• **BLOK TEKS**
########

Reporter: Filemon Agung | Editor: Anna Suci Perwitasari
KONTAN.CO.ID - JAKARTA. Pelaku usaha batubara buka suara soal kebijakan pemerintah yang mematok harga jual batubara US$ 90 per ton untuk industri semen dan pupuk dalam skema Domestic Market Obligation (DMO).
Direktur Eksekutif Asosiasi Pertambangan Batubara Indonesia (APBI) Hendra Sinadia mengungkapkan, pihaknya siap mengikuti peraturan perundang-undangan yang berlaku.
Kendati demikian, kebijakan pemerintah ini sedikit disayangkan oleh pelaku usaha. Asosiasi menilai kurang diberi ruang untuk memberikan masukan dan pandangan dalam penetapan kebijakan.
"Kami pertama kali diundang rapat tanggal 21 Oktober dan baru menyadari kalau peraturan tersebut ditandatangani pada 22 Oktober. Sehingga praktis usulan resmi yang kami sampaikan agar rencana peraturan dikaji lebih dahulu tidak diakomodir," ungkap Hendra kepada Kontan.co.id, Kamis (4/11).
Dengan sejumlah pertimbangan, APBI berharap pemerintah mengkaji kembali kebijakan patokan harga untuk industri semen dan pupuk.
Baca Juga: Pemerintah tetapkan harga batubara untuk semen dan pupuk US$ 90 per ton
Adapun, APBI menilai pemberian subsidi berupa harga jual khusus pada industri tertentu berpotensi mengurangi penerimaan negara.
Selain itu, kelompok penerima dianggap kurang tepat karena sebagian besar industri semen dan pupuk merupakan perusahaan swasta. Selain itu, APBI menilai ada perbedaan esensi antara harga patokan batubara untuk kelistrikan dan harga patokan untuk semen dan pupuk.
"Industri semen dan pupuk yang mendapatkan subsidi harga tersebut sebagian besar produk yang dihasilkan itu untuk tujuan ekspor," tegas Hendra.
Dia melanjutkan, pelaksanaan penerapan harga jual untuk dua kelompok industri ini pun masih membutuhkan kejelasan lebih jauh.

########

• **CATATAN YANG DIBERIKAN**
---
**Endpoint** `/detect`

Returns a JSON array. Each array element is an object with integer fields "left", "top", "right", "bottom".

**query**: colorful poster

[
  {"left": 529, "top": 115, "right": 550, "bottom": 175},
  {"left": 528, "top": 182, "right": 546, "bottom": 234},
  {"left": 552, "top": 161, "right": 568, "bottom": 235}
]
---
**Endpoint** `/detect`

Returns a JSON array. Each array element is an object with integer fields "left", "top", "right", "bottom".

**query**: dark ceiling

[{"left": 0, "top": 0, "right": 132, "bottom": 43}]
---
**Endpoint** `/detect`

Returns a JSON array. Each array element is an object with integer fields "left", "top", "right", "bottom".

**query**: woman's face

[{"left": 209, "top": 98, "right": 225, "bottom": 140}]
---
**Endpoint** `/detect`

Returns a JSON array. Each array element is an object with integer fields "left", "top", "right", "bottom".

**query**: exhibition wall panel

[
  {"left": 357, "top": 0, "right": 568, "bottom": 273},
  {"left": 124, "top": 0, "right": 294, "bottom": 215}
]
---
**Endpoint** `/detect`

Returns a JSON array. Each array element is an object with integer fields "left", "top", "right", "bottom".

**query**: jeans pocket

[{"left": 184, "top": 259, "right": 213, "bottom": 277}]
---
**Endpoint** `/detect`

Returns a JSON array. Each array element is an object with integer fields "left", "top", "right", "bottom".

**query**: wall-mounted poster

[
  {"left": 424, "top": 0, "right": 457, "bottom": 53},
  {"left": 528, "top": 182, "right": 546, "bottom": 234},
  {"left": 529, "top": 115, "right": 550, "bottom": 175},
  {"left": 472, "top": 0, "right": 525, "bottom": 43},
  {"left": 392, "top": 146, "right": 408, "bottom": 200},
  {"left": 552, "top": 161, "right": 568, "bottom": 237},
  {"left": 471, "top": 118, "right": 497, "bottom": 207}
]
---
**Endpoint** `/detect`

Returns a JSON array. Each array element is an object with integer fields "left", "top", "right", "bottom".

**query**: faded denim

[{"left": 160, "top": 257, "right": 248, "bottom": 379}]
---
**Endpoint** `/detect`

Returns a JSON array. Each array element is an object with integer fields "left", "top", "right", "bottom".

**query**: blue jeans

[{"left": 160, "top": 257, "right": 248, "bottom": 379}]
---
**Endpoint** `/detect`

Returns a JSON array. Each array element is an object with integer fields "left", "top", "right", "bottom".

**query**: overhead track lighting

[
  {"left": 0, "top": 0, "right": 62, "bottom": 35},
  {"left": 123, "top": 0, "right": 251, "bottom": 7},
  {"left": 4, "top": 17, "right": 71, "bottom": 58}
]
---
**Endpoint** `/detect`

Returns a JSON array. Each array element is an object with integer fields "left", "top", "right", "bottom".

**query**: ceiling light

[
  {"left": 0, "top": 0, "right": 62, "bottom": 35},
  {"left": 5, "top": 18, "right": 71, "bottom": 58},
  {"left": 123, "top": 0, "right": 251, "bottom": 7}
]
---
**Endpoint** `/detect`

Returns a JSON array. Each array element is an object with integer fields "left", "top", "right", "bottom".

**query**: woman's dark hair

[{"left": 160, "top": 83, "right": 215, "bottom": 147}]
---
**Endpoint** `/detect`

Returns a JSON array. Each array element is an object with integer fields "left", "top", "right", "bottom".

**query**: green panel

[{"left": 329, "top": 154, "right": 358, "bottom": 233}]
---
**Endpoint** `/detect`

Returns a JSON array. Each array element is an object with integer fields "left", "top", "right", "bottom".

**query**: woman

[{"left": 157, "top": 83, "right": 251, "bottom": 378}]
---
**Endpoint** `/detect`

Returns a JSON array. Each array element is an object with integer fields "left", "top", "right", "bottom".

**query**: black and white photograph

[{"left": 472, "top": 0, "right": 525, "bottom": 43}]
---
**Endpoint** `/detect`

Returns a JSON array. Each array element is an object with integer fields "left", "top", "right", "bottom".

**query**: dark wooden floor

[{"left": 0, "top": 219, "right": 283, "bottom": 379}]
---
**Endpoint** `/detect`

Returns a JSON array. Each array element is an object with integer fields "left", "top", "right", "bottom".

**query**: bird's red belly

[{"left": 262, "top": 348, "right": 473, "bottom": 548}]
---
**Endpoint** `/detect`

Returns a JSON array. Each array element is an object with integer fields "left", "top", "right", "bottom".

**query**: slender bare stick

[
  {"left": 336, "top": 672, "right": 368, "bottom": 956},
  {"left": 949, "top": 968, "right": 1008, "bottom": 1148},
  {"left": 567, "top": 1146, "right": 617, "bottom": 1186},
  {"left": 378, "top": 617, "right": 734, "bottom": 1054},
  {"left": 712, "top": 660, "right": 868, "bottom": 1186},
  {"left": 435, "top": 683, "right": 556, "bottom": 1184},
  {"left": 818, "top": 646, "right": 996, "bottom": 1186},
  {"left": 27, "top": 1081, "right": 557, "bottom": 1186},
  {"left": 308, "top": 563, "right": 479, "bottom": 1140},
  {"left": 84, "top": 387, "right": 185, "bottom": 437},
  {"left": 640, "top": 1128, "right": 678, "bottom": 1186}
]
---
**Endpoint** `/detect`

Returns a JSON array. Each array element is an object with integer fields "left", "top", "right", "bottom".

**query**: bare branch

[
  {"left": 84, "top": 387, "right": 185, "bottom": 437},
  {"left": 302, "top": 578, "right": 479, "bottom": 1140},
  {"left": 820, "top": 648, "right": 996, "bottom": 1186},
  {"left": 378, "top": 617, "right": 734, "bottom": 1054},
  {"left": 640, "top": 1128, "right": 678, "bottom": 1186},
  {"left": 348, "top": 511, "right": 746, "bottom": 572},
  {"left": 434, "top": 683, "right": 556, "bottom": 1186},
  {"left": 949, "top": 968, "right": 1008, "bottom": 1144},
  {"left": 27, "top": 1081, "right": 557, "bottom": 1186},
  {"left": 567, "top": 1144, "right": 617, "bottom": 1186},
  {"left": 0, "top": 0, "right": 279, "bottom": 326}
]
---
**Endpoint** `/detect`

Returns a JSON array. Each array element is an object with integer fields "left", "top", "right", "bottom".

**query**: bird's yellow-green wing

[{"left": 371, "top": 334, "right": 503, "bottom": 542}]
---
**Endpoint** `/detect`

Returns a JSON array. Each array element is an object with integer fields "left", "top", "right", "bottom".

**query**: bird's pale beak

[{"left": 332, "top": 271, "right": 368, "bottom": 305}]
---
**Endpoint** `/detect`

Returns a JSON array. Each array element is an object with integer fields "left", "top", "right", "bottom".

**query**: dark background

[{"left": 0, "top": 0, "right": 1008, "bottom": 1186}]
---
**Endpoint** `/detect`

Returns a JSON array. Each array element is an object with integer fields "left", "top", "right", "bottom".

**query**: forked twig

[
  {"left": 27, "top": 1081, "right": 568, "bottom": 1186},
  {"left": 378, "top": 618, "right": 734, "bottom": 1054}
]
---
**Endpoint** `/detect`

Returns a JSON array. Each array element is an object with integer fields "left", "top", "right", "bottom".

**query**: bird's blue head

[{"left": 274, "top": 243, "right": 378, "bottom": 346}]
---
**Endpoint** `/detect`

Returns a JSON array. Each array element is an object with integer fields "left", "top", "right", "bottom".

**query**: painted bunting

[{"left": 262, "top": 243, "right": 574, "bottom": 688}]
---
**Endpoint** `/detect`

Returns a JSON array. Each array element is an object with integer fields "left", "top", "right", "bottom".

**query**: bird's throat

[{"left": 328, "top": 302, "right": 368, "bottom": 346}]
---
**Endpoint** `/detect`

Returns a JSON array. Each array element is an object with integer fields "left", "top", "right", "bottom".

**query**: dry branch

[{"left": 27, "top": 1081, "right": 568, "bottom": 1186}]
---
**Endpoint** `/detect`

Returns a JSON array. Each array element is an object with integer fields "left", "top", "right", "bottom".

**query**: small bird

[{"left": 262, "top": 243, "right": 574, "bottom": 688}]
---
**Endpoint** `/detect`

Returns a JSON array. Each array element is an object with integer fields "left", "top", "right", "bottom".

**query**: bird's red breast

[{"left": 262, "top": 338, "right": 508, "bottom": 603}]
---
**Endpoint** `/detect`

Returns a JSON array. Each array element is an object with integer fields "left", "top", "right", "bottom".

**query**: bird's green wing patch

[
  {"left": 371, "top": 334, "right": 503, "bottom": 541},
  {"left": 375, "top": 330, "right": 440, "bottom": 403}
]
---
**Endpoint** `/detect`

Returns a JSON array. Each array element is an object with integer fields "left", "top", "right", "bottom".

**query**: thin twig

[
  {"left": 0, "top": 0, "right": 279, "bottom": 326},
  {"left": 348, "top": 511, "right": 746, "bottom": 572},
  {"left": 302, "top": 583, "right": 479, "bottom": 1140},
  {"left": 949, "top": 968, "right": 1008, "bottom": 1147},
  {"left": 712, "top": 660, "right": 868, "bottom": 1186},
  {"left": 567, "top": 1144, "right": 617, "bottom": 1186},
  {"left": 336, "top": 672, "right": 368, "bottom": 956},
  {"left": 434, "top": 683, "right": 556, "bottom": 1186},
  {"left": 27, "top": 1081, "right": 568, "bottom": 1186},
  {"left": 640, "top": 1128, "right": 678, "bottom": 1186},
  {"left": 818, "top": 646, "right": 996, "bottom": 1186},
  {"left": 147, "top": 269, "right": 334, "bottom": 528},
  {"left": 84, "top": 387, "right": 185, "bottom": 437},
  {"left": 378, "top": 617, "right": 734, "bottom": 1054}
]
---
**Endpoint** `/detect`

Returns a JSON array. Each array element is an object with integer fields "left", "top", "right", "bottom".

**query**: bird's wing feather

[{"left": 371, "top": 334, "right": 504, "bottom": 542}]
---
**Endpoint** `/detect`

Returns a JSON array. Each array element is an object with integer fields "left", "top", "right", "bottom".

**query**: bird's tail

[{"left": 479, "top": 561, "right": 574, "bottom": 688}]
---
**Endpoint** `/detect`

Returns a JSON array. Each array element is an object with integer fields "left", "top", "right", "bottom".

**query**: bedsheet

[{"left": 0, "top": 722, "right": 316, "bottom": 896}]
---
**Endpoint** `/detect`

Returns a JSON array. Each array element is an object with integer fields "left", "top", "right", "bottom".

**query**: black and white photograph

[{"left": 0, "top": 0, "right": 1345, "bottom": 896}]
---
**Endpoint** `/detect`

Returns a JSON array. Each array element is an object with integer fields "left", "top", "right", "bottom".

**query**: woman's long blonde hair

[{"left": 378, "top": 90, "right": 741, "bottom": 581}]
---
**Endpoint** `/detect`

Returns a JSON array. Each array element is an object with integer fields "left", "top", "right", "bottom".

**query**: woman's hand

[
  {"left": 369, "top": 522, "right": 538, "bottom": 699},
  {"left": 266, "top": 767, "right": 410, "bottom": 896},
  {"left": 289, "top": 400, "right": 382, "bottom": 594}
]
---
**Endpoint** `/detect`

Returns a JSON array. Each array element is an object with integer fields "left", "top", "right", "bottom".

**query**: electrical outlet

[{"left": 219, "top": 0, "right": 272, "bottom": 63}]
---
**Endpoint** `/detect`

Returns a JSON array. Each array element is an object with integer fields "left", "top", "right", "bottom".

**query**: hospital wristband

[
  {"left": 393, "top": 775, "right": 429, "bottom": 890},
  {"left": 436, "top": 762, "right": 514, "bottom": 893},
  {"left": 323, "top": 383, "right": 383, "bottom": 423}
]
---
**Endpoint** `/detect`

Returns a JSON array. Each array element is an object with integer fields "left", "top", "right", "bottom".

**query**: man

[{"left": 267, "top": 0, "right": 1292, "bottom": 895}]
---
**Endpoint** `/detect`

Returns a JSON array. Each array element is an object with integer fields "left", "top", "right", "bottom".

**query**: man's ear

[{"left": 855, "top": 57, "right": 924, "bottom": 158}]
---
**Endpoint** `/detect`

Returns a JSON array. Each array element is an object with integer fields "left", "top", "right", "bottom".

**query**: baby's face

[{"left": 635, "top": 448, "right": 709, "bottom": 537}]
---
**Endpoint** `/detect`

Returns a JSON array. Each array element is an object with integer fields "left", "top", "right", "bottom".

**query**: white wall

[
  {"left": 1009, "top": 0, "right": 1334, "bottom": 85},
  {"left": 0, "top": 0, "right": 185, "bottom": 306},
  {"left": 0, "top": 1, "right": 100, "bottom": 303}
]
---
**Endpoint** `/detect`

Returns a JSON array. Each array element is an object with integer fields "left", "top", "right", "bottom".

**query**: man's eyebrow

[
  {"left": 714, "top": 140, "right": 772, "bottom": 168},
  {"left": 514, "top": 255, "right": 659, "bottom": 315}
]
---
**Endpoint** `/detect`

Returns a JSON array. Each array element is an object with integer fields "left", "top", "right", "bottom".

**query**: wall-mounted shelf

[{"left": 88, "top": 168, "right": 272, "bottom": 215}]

########

• **DAFTAR TUGAS**
a. Siapa saja orang yang namanya tercantum dalam berita tentang harga batubara ini? Sebutkan semuanya.
b. Ganti "semen" dengan "baja" pada bagian berita harga batubara yang dimulai dari "Baca Juga: Pemerintah" dan berakhir pada "kejelasan lebih jauh.", lalu tuliskan ulang bagian tersebut.
c. Berapa harga jual batubara yang dipatok pemerintah untuk industri semen dan pupuk menurut berita harga batubara ini?

• **JAWABAN BERURUTAN**
a. Filemon Agung, Anna Suci Perwitasari, Hendra Sinadia

b.
Baca Juga: Pemerintah tetapkan harga batubara untuk baja dan pupuk US$ 90 per ton
Adapun, APBI menilai pemberian subsidi berupa harga jual khusus pada industri tertentu berpotensi mengurangi penerimaan negara.
Selain itu, kelompok penerima dianggap kurang tepat karena sebagian besar industri baja dan pupuk merupakan perusahaan swasta. Selain itu, APBI menilai ada perbedaan esensi antara harga patokan batubara untuk kelistrikan dan harga patokan untuk baja dan pupuk.
"Industri baja dan pupuk yang mendapatkan subsidi harga tersebut sebagian besar produk yang dihasilkan itu untuk tujuan ekspor," tegas Hendra.
Dia melanjutkan, pelaksanaan penerapan harga jual untuk dua kelompok industri ini pun masih membutuhkan kejelasan lebih jauh.

c. US$ 90 per ton